- [Extract]
=====
Just as human cliques have their own language quirks, groups of killer whales have their own dialects. But that doesn't stop them from imitating one another. A new study of wild orcas shows that they mimic calls from other groups even when members of that group aren't around. The whales could have multiple uses for the imitation, such as labeling outsiders or keeping tabs on their location.
Vocal mimicry in nonhuman mammals is rare. Songbirds are famous for imitating their neighbors, an ability they use to defend their territories. Anecdotal reports suggest that orcas mimic, too, which makes sense considering scientists have shown that their close cousins, bottlenose dolphins, mimic one another in captivity. But studying these animals in the wild is challenging because current technology can't pinpoint which animal is doing the calling, especially during mingling sessions when they are close together.
While analyzing how wild orcas near Vancouver Island in British Columbia, Canada, used sound when socializing, behavioral biologist Brigitte Weiß of the University of Vienna discovered a set of calls that were not a part of their normal repertoires. The calls seemed to resemble the calls of foreign groups that the original group would have mingled with to mate or cement alliances. Weiß and colleagues then categorized the calls and produced sonograms, which show the structure of the sound waves, to compare against sonograms of the originals. The study, published online 15 July in Marine Mammal Science, concludes that resident orcas mimicked the calls of foreign groups about once every 500 calls.
=====
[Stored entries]
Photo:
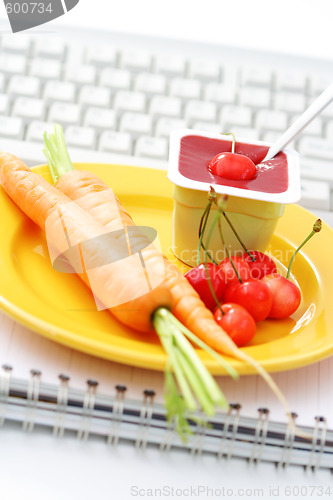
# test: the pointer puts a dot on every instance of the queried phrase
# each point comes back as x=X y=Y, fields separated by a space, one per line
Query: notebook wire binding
x=229 y=434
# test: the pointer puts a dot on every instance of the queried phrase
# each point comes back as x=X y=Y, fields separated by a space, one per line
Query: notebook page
x=307 y=389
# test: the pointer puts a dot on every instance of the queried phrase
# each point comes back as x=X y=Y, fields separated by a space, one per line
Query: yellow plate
x=59 y=307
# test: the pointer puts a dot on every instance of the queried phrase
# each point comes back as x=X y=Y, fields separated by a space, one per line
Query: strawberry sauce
x=196 y=153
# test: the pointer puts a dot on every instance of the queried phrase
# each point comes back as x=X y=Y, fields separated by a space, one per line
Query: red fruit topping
x=237 y=322
x=232 y=166
x=197 y=276
x=261 y=266
x=254 y=295
x=286 y=295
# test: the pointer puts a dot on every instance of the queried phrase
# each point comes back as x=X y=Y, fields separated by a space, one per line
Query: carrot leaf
x=187 y=372
x=56 y=153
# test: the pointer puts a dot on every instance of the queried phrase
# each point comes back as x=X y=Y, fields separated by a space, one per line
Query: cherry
x=232 y=166
x=197 y=276
x=286 y=295
x=237 y=322
x=242 y=268
x=262 y=265
x=254 y=295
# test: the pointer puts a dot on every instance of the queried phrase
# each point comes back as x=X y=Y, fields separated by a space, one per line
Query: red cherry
x=254 y=295
x=232 y=166
x=286 y=295
x=198 y=278
x=261 y=266
x=241 y=266
x=237 y=322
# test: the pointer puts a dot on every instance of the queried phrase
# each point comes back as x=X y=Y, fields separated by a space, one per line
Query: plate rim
x=120 y=354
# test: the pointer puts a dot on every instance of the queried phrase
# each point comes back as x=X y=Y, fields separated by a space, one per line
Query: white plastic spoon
x=309 y=114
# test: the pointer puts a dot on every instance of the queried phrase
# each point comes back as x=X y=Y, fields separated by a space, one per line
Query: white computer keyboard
x=118 y=98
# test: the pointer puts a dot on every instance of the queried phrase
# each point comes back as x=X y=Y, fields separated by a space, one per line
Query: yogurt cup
x=252 y=206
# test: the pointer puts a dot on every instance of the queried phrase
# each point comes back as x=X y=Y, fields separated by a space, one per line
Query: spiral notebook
x=46 y=384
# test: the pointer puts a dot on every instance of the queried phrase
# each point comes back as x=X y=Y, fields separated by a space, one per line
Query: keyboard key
x=258 y=77
x=247 y=133
x=151 y=147
x=312 y=168
x=215 y=128
x=316 y=148
x=90 y=95
x=13 y=64
x=24 y=86
x=291 y=81
x=329 y=130
x=49 y=47
x=219 y=93
x=135 y=60
x=130 y=101
x=200 y=110
x=136 y=124
x=28 y=108
x=81 y=137
x=64 y=113
x=2 y=82
x=185 y=88
x=36 y=130
x=150 y=83
x=56 y=90
x=115 y=78
x=84 y=75
x=319 y=83
x=327 y=113
x=11 y=127
x=47 y=69
x=164 y=126
x=169 y=65
x=255 y=98
x=116 y=142
x=4 y=104
x=15 y=44
x=165 y=106
x=267 y=120
x=271 y=137
x=314 y=128
x=315 y=194
x=204 y=70
x=102 y=55
x=100 y=119
x=235 y=115
x=291 y=102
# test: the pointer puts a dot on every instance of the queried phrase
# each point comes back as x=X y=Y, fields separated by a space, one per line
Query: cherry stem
x=238 y=237
x=233 y=140
x=202 y=227
x=216 y=218
x=316 y=228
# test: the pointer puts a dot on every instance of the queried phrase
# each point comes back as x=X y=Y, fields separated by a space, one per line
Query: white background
x=39 y=467
x=295 y=26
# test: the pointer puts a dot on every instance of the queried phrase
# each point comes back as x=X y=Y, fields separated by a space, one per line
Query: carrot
x=65 y=221
x=88 y=190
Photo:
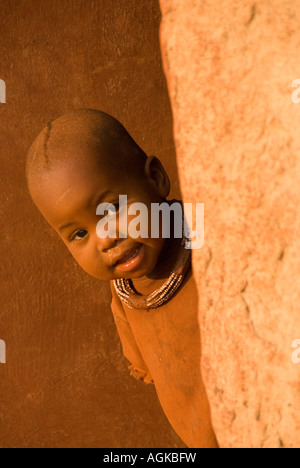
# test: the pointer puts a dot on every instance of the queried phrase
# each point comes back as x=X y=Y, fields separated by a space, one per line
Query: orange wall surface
x=65 y=382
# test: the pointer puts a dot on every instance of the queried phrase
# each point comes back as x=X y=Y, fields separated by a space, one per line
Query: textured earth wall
x=230 y=67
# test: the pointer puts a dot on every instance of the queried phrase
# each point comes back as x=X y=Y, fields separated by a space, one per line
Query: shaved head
x=78 y=134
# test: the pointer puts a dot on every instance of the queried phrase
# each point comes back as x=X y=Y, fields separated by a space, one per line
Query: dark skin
x=70 y=194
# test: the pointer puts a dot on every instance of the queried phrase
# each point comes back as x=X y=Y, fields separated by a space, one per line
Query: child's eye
x=78 y=235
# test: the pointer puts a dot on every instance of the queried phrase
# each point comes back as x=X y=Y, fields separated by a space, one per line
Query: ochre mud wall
x=230 y=67
x=65 y=382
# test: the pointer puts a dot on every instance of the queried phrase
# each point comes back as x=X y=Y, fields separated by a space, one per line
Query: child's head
x=85 y=158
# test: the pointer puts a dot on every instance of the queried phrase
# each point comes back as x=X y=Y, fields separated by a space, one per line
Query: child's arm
x=138 y=368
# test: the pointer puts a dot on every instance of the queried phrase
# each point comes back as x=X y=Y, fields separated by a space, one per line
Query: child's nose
x=104 y=245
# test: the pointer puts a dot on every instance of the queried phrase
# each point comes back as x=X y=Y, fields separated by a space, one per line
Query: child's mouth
x=131 y=259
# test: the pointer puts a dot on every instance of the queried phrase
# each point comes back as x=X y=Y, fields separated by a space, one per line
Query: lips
x=130 y=259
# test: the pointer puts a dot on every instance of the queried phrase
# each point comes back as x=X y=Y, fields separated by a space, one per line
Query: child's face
x=68 y=200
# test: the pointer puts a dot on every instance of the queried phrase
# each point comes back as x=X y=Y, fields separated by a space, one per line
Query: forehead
x=69 y=187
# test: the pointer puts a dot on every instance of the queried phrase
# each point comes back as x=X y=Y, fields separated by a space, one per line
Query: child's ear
x=157 y=176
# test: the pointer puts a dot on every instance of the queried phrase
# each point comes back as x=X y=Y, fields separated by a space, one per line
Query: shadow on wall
x=2 y=92
x=66 y=383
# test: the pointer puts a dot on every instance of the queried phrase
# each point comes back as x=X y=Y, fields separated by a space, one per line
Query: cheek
x=89 y=262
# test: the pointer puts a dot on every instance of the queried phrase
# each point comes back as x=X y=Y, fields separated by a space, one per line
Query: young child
x=85 y=158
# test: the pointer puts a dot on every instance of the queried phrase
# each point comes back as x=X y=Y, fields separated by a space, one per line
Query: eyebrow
x=98 y=200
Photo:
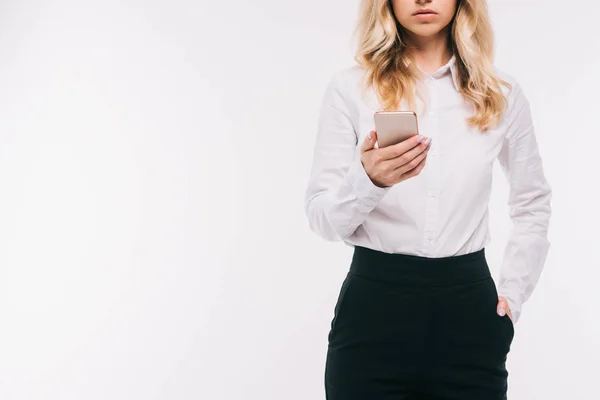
=====
- [How to complete this task]
Extend the article on orca call mimicry, beginning right after its final sentence. The stored entries are separate material and are not part of the article on orca call mimicry.

- [Answer for the task]
Among the thousands of calls orcas make each day, that's not often. But it's enough to stand out in their daily chatter, says Weiß. The sonograms were sometimes only superficially similar, whereas others were dead-on impersonations. "Mimicking another group's calls could be a way of referring to that group ... or of communicating something about that group to one's own family members," she says. It's equally possible that these calls have no function at all. "Most likely, the answer lies somewhere in between," she says.
"Being able to quantify this out in the wild is really interesting," says biologist Jessica Crance of the National Marine Mammal Laboratory in Seattle, Washington. "Most instances of vocal mimicry occur when the individuals that produce the original call are present." But because orca vocalizations are so varied and complex, figuring out why they keep imitating calls even when the native speakers are not around will be a challenge, Crance says.